*Fragmenty zbioru danych do wskazywania*:
-*-*-

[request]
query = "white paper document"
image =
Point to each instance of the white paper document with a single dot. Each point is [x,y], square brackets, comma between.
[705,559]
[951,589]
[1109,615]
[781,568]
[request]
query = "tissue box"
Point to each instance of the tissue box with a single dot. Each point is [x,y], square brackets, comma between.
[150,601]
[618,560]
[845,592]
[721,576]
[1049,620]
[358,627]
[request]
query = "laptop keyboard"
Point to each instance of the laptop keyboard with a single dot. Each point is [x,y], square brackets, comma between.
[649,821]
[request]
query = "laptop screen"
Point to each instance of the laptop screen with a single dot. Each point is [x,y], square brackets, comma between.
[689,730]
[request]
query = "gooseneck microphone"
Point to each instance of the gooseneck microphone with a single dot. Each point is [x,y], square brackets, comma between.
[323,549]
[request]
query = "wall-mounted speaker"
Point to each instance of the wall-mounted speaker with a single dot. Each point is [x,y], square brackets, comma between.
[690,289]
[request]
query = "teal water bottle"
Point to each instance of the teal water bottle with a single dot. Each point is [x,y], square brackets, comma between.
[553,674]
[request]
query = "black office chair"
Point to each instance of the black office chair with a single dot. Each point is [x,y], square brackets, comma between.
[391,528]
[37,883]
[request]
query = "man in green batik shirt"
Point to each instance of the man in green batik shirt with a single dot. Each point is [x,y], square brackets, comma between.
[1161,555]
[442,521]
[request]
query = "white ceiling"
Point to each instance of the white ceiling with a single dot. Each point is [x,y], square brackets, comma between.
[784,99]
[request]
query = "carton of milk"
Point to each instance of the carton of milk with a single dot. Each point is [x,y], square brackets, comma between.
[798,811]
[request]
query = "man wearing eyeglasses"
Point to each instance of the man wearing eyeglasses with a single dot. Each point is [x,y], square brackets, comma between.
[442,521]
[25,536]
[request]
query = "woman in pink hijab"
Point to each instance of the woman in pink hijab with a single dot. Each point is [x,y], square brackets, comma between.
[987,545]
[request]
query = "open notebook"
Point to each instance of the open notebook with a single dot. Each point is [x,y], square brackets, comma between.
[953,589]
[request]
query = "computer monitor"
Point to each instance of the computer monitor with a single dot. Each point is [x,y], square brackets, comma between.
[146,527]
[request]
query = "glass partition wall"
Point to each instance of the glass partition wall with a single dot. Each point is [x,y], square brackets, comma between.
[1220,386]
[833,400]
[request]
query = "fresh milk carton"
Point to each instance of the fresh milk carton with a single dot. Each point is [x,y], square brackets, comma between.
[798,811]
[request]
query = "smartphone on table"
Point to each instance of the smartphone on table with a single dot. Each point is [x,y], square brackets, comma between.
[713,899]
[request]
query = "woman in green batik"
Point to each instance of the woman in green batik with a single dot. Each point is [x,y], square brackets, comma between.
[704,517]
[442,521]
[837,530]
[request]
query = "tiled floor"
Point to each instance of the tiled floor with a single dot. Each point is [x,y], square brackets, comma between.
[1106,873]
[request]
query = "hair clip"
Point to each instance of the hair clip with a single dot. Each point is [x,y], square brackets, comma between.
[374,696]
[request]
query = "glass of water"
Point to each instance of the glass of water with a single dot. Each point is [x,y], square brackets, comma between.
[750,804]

-*-*-

*Treść zadania*: Zbierz wszystkie wiersze powyżej, w których występuje słowo "document".

*Rozwiązane zadanie*:
query = "white paper document"
Point to each instance of the white paper document with a single dot. Each point is [x,y], square brackets, comma between.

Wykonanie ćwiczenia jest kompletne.